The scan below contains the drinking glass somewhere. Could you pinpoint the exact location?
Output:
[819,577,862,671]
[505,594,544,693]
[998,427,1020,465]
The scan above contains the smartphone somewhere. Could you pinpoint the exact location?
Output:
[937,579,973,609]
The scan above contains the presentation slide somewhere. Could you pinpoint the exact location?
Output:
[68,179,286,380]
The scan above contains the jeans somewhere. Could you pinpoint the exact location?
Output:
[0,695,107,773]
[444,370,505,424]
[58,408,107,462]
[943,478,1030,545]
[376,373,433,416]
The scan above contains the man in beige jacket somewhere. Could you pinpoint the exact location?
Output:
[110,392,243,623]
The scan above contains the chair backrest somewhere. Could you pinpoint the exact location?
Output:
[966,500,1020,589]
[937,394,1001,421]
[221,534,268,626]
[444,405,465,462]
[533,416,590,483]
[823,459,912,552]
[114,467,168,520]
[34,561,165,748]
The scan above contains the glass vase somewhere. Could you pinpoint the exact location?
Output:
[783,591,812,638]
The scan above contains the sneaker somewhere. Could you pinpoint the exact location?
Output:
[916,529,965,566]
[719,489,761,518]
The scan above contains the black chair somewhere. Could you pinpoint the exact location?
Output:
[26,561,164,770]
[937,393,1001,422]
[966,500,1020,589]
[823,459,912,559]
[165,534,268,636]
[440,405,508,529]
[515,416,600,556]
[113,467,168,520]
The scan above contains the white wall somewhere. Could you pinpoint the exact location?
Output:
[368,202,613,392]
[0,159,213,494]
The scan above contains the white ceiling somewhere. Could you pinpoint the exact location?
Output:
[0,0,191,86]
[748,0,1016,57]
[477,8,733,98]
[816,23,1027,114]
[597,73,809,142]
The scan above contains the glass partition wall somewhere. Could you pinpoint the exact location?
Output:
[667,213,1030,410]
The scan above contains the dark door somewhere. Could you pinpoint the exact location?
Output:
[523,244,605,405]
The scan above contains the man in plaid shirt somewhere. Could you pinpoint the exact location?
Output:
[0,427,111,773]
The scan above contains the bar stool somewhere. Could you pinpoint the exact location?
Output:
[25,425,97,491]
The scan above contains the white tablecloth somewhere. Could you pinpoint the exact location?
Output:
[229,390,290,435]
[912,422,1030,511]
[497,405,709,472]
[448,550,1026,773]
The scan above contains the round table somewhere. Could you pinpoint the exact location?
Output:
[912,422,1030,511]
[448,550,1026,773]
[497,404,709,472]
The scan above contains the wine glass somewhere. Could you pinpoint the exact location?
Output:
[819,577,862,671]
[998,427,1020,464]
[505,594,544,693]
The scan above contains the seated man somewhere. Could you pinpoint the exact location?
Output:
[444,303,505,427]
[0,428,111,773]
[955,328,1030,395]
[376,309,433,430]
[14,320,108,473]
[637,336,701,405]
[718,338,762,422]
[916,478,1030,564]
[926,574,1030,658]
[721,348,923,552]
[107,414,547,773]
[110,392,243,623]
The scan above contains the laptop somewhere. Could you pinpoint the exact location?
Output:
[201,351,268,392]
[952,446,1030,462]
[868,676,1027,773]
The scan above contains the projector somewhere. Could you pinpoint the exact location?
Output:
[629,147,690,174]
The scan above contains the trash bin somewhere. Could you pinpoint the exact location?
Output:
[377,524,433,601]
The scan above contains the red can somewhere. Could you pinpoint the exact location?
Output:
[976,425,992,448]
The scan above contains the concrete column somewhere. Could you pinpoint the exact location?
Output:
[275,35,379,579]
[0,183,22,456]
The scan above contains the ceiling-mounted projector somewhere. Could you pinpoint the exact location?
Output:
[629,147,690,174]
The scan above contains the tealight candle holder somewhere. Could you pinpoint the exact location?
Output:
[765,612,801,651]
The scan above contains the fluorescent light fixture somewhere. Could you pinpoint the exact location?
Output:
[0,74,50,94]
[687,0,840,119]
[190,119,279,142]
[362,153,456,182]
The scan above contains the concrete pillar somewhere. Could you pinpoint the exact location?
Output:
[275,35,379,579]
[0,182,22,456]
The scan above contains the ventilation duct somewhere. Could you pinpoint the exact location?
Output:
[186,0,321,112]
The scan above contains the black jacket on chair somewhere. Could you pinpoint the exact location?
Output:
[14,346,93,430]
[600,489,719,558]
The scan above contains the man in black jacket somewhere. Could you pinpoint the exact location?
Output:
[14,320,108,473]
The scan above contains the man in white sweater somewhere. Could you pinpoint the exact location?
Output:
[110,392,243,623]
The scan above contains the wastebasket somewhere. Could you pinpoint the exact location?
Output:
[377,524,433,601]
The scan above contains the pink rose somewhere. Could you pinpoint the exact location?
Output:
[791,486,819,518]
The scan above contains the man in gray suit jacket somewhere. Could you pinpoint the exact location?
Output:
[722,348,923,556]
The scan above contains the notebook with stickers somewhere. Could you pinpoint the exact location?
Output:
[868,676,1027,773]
--
- _What is asked_:
Can you convert the part of the records above that opens with the line containing "The scan above contains the white ceiling" and closes with the line containing "[497,404,709,472]" into a JSON list of strings, with one string per line, both end lines included and blank lines left out?

- _Output for this exercise_:
[
  "The scan above contains the white ceiling somewhere. Could you pinpoint the exact location?",
  "Output:",
  "[0,0,191,86]",
  "[748,0,1016,57]",
  "[477,8,733,98]",
  "[816,23,1027,114]",
  "[597,73,809,142]",
  "The scan above contains the glass partition wall somewhere. Could you pinpoint the exact location?",
  "Output:",
  "[667,213,1030,410]",
  "The scan above contains the dark door somewhere. Could you pinpoint the exact location?",
  "Output:",
  "[523,244,605,405]",
  "The scan above contains the man in plaid shirt somewhere. Could you pinpoint the exact location?",
  "Output:",
  "[0,427,111,773]",
  "The scan above contains the bar stool somewhere. Could you pinpoint the exact location?",
  "Output:",
  "[25,425,97,491]",
  "The scan above contains the white tablecloth somewhere. Could you pinpoint the exact location?",
  "Output:",
  "[229,390,290,435]",
  "[912,422,1030,511]",
  "[497,405,709,472]",
  "[448,550,1026,773]",
  "The scan above contains the round table somewhere. Could you pinpoint the exact location?",
  "Output:",
  "[912,422,1030,511]",
  "[448,550,1026,773]",
  "[497,404,709,472]"
]